• [SHORT EXERCISE]: Reproduce the following material verbatim, omitting the pictures.

:: RECORDS SHOWN

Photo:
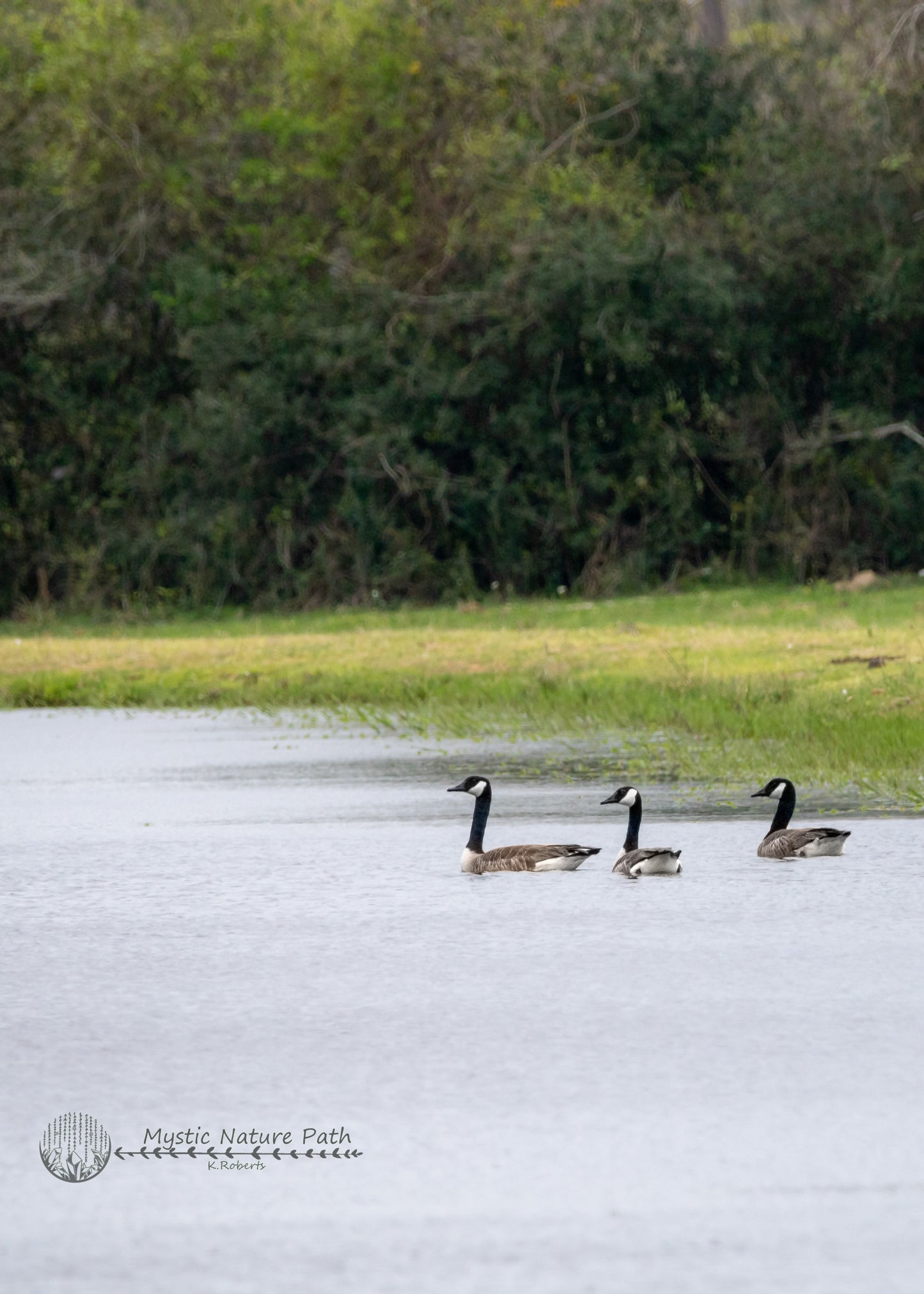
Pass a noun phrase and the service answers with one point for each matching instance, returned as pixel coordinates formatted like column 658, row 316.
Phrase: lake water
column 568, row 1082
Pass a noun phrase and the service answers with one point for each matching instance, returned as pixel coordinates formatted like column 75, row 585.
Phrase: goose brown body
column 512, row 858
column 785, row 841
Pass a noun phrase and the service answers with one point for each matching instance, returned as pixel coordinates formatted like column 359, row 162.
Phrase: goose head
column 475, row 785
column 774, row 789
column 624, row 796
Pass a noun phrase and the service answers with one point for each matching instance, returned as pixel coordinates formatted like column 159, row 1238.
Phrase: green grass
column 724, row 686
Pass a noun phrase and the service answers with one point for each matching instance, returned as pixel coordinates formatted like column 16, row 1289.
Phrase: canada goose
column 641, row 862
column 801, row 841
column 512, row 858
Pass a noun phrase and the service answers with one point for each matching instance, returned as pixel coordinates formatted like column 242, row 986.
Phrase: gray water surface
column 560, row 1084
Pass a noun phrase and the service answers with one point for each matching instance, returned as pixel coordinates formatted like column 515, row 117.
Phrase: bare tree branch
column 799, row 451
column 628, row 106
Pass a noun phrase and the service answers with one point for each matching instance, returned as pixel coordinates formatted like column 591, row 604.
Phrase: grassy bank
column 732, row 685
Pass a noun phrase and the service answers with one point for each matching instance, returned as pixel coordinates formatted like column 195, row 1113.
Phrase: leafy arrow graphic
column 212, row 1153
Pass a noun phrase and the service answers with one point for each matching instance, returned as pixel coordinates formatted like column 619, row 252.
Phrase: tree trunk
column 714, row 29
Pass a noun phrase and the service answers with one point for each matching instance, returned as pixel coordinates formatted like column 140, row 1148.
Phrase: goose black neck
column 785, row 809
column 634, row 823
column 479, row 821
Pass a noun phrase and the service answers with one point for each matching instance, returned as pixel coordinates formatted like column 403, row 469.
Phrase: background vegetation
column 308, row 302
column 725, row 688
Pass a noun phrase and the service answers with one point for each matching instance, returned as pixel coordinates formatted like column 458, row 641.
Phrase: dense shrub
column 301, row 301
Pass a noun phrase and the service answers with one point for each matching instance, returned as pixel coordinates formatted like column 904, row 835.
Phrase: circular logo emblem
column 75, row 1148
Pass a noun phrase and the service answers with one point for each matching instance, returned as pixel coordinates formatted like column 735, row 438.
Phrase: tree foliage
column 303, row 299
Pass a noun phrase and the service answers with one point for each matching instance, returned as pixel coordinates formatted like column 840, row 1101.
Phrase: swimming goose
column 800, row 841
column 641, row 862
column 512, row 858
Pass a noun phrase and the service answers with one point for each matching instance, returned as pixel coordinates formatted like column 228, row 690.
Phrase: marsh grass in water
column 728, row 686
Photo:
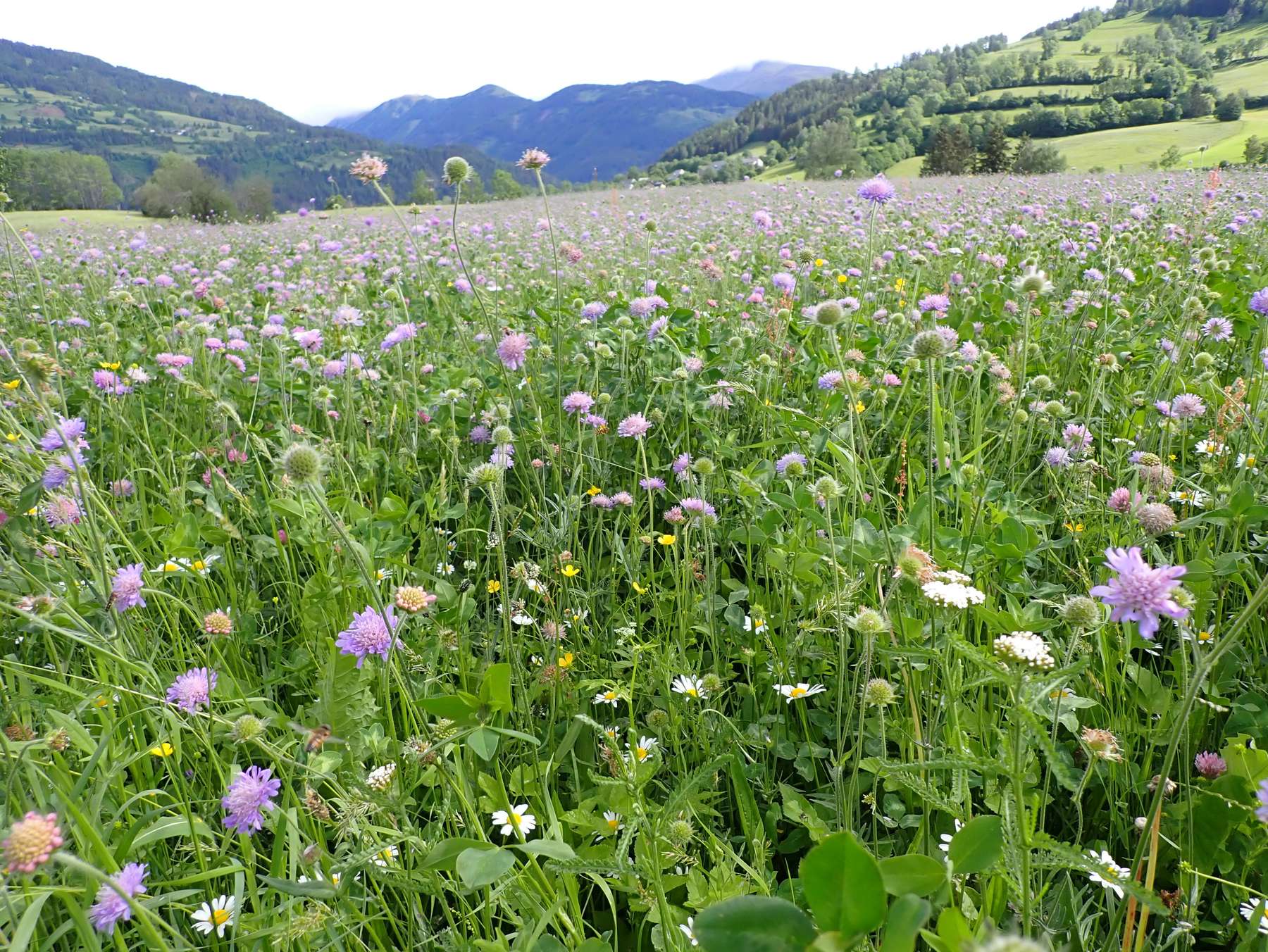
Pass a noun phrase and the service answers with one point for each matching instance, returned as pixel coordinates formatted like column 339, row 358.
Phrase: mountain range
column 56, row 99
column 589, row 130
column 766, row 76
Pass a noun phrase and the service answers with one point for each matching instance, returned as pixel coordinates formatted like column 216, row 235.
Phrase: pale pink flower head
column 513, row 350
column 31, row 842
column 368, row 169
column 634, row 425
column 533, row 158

::::

• [EXERCISE RESULT]:
Photo:
Pass a noun phrase and the service answers with one point for each matching instance, returned as pixel coordinates formatted like column 658, row 316.
Phrase: lake water
column 568, row 1082
Pass a noun phrase and the service answers with one point for each matching instance, returned as pixel coordinates formatted like column 75, row 585.
Phrase: goose brown body
column 512, row 858
column 785, row 841
Pass a noun phrase and the service answers with one point for each matching instance, returned as pixel coordinates formatted like column 359, row 162.
Phrase: goose head
column 475, row 785
column 774, row 789
column 624, row 796
Pass a noun phrase and the service answers with one point for each matching instance, returned as pixel coordinates formatted like column 159, row 1238.
Phrase: green grass
column 724, row 686
Pass a noun phrase and the service answers with one point for each matching instance, returned as pixel coordinates formatted like column 16, row 1289.
Phrase: canada goose
column 641, row 862
column 801, row 841
column 512, row 858
Pass a noun phrase and the service answers with one point for each matching instance, returned as pixel coordinates formatted like column 242, row 986.
Phrase: gray water surface
column 560, row 1084
Pass a noun phrase and the service answers with one point for each matching instance, returned as pixel coordinates formatted like column 515, row 117.
Phrase: bare tree branch
column 799, row 451
column 628, row 106
Pass a noun phrase and the service answers with one point for each matching instance, returned as pixel coordinates formatted like column 591, row 604.
Phrase: grassy bank
column 732, row 685
Pass a noun phrase and the service answers with one point for each matching instance, returned as pixel coordinates formatted like column 195, row 1113.
Phrase: leafy arrow graphic
column 212, row 1153
Pass a noun phrase and the service answers with one point for each matching instance, returned as pixel coordinates formatted like column 619, row 252.
Phrase: tree trunk
column 714, row 29
Pass a noun phrase and the service answers with one point for each matching instance, returned as pixel coordinates formatted like column 140, row 1148.
Phrase: goose black neck
column 785, row 809
column 634, row 823
column 479, row 821
Pass a noun phrase and the service answers with one point for each matching instance, returned as pixel coordinates formatted like column 403, row 469.
Phrase: background vegetation
column 308, row 302
column 725, row 688
Pass a noun phrase and the service answers with one point for each matching instance, returned as pixel coordinates formatted like column 458, row 641.
Phrase: dense shrub
column 301, row 301
Pass a noun phrase and the service answers with one point for each matching instance, returned as pixel coordinates formatted like column 904, row 835.
Phrase: circular logo emblem
column 75, row 1148
Pass a noun phrase and the service answers with one point for each matching instance, returned as pixel coordinates formatted like column 735, row 438.
Phrase: tree foliage
column 303, row 299
Pass a noun phrase and the service answers with one point for each matching instance, returned as pixel coordinates formatted like column 840, row 1101.
Phrase: swimming goose
column 800, row 841
column 641, row 862
column 512, row 858
Pass a noun phrase and the service answers with one point for each matching instance, returned as pixel coordinates formatted like column 228, row 690.
Phrase: marsh grass in water
column 728, row 686
Photo:
Pass a noun phrase and the service answers with one point for each matching instance, returned as pixel coordinates formatted like column 339, row 358.
Phrase: mountain range
column 56, row 99
column 589, row 130
column 766, row 76
Pass a noun phrase and the service answers with one point for each matching instance, returned as pixel coordinates formatted like column 216, row 235.
Phrase: pale pink flower head
column 513, row 350
column 31, row 842
column 368, row 169
column 634, row 425
column 533, row 158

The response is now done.